◆ **Action item**
Beginning with the line that holds "119L133 125L135 122L139" in the data below, give again every line through the one that holds "positive clicks: (131, 105)", exactly as written.

◆ **Study material**
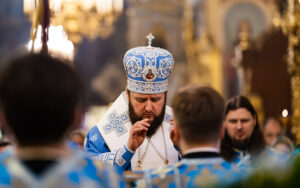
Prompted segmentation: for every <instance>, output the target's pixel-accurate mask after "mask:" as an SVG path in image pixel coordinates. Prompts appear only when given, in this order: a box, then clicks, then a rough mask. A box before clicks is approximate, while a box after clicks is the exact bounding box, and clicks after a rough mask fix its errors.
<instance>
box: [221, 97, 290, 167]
mask: <svg viewBox="0 0 300 188" xmlns="http://www.w3.org/2000/svg"><path fill="white" fill-rule="evenodd" d="M224 118H225V120H224V125H225V136H224V138H223V139H222V142H221V154H222V156H223V157H224V158H225V159H226V160H227V161H230V162H234V163H235V164H237V166H239V167H242V168H246V169H249V170H251V169H252V168H253V167H254V165H255V164H257V165H256V166H259V165H258V163H259V164H263V165H260V166H261V167H262V166H265V167H267V166H268V167H271V166H277V165H285V162H286V161H287V159H288V155H286V154H284V153H282V152H280V151H277V150H275V149H273V148H271V147H267V146H266V145H265V141H264V137H263V133H262V131H261V128H260V126H259V124H258V119H257V118H258V116H257V113H256V111H255V109H254V107H253V106H252V104H251V103H250V101H249V100H248V99H247V98H246V97H244V96H236V97H233V98H231V99H230V100H228V102H227V104H226V107H225V117H224Z"/></svg>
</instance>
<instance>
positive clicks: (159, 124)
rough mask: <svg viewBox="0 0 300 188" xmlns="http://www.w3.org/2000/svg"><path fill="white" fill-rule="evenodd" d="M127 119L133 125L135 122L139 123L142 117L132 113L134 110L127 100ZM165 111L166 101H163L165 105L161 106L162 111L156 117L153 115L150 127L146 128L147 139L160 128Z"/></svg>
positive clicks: (131, 105) (152, 135) (151, 135)
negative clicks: (160, 112)
mask: <svg viewBox="0 0 300 188" xmlns="http://www.w3.org/2000/svg"><path fill="white" fill-rule="evenodd" d="M165 99H166V98H165ZM128 107H129V118H130V121H131V123H132V125H133V124H135V122H137V121H141V120H142V117H141V116H138V115H137V114H136V113H135V111H134V108H133V106H132V103H131V101H130V100H129V106H128ZM165 109H166V100H165V103H164V105H163V109H162V111H161V113H160V114H159V115H158V116H156V115H154V119H153V120H152V121H150V122H149V123H150V127H148V131H147V132H146V136H147V137H148V138H151V137H152V136H153V135H154V133H156V131H157V129H158V128H159V127H160V125H161V123H162V121H163V120H164V117H165Z"/></svg>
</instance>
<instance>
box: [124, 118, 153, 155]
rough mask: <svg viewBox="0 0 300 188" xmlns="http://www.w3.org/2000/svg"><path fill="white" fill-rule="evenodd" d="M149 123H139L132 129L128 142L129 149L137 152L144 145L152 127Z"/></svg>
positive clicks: (143, 122) (144, 121)
mask: <svg viewBox="0 0 300 188" xmlns="http://www.w3.org/2000/svg"><path fill="white" fill-rule="evenodd" d="M148 121H149V120H148V119H143V120H141V121H137V122H135V124H134V125H133V126H132V127H131V128H130V131H129V139H128V142H127V147H128V148H129V149H130V150H132V151H136V149H137V148H139V147H140V145H142V143H143V142H144V139H145V138H146V132H147V131H148V127H150V124H149V123H148Z"/></svg>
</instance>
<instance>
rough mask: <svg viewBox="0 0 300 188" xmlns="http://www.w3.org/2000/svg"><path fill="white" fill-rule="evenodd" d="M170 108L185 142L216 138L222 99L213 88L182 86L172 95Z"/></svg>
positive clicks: (211, 140) (201, 140)
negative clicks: (172, 99)
mask: <svg viewBox="0 0 300 188" xmlns="http://www.w3.org/2000/svg"><path fill="white" fill-rule="evenodd" d="M172 108H173V112H174V117H175V120H176V122H177V123H178V126H179V129H180V132H181V133H182V137H183V139H184V140H185V141H186V142H187V143H190V144H197V143H204V142H205V143H206V142H211V141H216V140H218V137H219V132H220V130H221V127H222V120H223V112H224V99H223V97H222V96H221V95H220V94H219V93H218V92H216V91H215V90H214V89H212V88H209V87H204V86H199V85H191V86H187V87H184V88H182V89H180V90H178V91H177V92H176V94H175V95H174V98H173V101H172Z"/></svg>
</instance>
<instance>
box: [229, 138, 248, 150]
mask: <svg viewBox="0 0 300 188" xmlns="http://www.w3.org/2000/svg"><path fill="white" fill-rule="evenodd" d="M250 142H251V139H250V138H246V139H244V140H236V139H231V144H232V147H233V148H236V149H240V150H246V149H248V148H249V146H250Z"/></svg>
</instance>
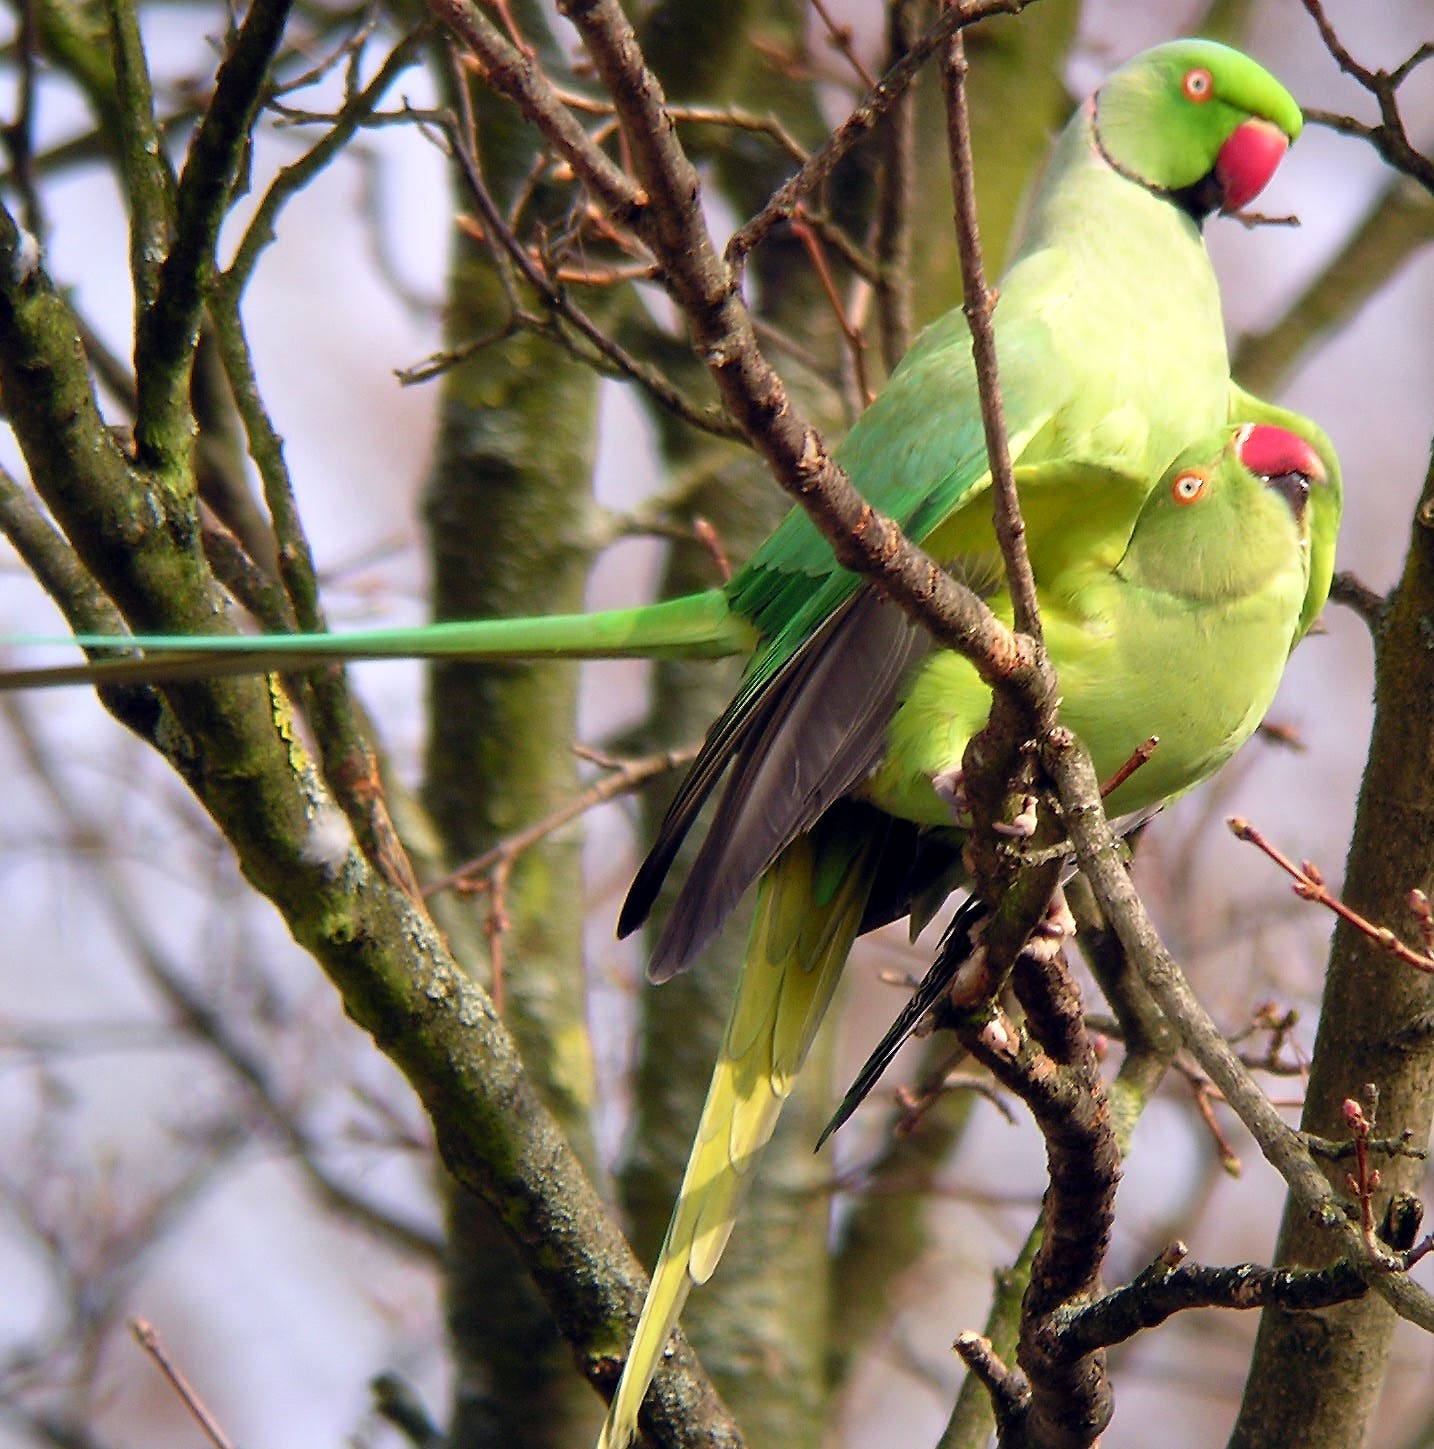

◆ **Answer to this exercise**
rough mask: <svg viewBox="0 0 300 188" xmlns="http://www.w3.org/2000/svg"><path fill="white" fill-rule="evenodd" d="M127 119L133 125L135 122L139 123L142 117L132 113L134 110L127 100ZM165 111L166 101H163L165 105L161 106L162 111L156 117L153 115L150 127L146 128L147 139L160 128Z"/></svg>
positive clicks: (131, 105) (152, 135) (151, 135)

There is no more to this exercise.